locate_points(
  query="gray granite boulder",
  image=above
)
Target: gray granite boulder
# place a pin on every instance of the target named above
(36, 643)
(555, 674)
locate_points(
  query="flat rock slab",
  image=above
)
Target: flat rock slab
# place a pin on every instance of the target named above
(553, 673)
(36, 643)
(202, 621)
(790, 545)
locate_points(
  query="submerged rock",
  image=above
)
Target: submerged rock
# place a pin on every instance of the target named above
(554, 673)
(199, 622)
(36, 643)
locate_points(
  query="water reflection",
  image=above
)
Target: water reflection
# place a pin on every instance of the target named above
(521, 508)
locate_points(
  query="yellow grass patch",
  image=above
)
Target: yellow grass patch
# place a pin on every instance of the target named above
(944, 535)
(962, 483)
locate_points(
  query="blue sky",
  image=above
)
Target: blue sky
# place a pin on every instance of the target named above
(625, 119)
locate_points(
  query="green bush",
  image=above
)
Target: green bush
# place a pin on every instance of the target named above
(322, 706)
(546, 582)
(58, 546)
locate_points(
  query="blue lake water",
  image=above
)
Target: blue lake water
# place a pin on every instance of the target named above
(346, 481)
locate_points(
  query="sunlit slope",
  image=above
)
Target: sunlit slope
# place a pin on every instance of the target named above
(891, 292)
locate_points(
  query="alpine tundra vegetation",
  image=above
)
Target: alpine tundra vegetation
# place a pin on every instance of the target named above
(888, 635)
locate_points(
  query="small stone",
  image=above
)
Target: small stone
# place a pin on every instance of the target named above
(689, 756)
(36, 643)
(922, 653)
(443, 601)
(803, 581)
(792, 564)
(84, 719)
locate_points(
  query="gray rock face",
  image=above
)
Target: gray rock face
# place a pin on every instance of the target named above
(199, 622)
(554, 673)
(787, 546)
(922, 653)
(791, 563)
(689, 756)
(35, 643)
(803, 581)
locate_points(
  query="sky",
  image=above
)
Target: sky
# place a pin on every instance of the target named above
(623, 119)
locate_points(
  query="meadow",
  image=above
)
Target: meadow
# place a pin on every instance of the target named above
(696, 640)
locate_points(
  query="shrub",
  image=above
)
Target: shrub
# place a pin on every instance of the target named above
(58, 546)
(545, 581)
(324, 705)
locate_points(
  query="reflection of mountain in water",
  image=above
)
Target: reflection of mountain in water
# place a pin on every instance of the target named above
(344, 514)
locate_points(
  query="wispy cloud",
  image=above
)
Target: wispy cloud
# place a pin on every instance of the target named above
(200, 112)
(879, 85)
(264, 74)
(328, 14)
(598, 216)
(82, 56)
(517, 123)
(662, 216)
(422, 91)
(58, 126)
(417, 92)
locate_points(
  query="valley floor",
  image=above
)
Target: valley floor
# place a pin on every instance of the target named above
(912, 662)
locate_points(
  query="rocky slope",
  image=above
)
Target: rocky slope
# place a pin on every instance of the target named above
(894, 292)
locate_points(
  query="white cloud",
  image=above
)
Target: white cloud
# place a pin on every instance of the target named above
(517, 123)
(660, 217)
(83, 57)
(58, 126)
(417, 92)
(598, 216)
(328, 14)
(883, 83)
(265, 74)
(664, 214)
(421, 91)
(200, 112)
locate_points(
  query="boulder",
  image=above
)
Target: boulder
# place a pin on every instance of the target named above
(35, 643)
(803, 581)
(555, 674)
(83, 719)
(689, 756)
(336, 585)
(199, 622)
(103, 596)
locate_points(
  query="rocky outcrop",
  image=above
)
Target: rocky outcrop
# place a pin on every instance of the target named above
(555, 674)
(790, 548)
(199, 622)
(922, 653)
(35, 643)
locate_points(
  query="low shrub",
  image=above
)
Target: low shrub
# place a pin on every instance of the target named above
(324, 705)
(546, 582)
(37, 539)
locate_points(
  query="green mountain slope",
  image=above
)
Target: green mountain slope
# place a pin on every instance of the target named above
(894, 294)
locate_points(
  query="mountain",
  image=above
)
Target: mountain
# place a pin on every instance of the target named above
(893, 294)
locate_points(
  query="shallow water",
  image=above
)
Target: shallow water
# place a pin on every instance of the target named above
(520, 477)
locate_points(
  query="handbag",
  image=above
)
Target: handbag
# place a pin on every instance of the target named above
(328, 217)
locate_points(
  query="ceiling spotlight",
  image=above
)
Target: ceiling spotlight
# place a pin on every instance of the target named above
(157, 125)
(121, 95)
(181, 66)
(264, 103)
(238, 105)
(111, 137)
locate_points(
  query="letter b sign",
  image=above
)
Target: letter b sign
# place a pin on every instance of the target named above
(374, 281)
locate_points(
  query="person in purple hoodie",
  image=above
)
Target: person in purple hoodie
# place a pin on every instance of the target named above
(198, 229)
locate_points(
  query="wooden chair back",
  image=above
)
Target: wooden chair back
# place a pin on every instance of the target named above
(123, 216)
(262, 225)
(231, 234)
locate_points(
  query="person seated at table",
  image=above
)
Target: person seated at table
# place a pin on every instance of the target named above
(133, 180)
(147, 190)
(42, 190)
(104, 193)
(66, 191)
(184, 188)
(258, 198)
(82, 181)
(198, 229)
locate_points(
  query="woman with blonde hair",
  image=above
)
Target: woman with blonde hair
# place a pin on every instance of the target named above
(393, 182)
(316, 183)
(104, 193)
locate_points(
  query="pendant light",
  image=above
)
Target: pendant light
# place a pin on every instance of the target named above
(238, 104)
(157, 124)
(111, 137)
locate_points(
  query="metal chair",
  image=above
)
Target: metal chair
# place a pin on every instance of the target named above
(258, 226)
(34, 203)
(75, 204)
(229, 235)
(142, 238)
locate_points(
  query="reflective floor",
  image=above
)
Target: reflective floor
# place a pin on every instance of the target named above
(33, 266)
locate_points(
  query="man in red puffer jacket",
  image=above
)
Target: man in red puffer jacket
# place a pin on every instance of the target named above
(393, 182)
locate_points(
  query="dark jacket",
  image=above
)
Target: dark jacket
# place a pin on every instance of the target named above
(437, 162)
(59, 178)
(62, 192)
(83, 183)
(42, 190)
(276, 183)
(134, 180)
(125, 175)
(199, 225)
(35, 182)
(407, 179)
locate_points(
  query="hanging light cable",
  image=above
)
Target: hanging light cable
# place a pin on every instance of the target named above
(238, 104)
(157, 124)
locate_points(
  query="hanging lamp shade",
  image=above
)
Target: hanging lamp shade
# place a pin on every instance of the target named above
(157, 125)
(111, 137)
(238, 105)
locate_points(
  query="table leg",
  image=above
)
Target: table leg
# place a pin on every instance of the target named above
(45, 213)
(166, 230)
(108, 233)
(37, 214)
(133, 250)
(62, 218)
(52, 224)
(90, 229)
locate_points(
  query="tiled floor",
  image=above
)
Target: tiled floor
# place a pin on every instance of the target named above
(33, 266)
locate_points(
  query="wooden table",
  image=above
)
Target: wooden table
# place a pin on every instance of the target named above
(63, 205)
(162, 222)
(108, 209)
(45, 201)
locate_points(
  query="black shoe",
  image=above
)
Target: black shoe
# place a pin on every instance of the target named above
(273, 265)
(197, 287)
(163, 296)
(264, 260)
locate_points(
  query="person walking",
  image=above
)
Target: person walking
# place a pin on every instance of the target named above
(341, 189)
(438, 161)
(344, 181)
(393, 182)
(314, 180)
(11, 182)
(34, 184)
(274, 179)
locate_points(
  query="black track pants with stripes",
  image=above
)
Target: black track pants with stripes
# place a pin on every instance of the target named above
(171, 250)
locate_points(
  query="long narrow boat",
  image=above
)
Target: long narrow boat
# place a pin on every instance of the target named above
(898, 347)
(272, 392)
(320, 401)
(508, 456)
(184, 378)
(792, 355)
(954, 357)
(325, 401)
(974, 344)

■ ■ ■

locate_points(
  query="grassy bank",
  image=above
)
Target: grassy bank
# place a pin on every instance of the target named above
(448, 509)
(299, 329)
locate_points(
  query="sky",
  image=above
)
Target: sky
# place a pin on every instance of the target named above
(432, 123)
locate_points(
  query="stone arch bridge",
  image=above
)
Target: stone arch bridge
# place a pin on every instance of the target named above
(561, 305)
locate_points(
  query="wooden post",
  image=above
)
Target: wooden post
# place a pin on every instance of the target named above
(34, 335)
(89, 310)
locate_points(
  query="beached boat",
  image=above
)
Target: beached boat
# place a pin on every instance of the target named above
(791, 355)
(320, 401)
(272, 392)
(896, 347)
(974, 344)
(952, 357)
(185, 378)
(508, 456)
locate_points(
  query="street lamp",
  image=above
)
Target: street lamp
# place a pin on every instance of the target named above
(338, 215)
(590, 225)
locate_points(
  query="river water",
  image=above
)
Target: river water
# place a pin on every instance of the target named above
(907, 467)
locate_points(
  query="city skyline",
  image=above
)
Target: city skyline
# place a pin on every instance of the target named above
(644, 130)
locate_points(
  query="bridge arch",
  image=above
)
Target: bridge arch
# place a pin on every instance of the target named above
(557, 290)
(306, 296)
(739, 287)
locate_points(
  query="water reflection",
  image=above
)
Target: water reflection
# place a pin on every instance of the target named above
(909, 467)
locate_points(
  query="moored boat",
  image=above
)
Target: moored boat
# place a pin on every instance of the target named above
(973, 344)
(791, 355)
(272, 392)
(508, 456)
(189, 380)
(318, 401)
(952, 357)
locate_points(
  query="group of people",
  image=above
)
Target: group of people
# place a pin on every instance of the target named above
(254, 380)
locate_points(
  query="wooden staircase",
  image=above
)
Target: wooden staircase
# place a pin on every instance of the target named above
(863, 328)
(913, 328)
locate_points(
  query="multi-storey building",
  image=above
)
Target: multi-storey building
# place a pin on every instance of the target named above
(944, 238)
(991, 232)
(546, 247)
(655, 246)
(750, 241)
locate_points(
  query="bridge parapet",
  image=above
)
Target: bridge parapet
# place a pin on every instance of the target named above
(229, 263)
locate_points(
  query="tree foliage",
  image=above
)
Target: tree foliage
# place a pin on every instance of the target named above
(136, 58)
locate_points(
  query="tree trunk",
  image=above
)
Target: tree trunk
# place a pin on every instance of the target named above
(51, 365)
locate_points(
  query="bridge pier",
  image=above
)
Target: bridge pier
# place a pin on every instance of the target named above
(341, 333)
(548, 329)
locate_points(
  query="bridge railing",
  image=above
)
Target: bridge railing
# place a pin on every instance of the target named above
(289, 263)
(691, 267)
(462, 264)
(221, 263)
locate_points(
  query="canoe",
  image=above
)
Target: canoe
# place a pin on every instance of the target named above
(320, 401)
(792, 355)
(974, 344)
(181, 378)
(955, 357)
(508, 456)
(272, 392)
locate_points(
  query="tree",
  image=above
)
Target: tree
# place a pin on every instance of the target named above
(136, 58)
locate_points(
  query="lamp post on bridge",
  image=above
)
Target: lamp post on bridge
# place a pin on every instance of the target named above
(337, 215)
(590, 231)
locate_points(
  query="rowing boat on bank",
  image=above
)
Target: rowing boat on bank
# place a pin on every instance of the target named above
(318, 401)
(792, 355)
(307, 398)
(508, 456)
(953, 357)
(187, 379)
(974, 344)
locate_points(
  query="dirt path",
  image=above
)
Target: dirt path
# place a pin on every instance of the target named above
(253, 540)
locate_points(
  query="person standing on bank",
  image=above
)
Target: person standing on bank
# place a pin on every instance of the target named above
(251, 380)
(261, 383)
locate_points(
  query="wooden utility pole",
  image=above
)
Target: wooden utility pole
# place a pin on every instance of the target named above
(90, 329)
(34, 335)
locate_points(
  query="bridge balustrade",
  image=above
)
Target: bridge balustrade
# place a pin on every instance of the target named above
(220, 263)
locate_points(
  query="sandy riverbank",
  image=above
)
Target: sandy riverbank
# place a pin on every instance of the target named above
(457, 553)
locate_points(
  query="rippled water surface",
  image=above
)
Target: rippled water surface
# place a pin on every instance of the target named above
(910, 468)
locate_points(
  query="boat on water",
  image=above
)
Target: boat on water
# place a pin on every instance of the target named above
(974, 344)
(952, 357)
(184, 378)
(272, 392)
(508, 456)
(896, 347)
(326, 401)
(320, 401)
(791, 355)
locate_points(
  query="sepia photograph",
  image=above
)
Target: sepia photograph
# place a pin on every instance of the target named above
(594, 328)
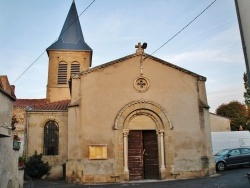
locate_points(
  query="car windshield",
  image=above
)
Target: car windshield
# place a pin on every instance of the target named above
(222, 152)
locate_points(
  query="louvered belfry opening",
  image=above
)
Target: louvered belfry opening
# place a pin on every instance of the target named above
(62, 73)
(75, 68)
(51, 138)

■ ■ ■

» Directions
Please go over the data above and copy each line with "storey" in it.

» Your solution
  query="multi-storey building",
Target: multi-storey building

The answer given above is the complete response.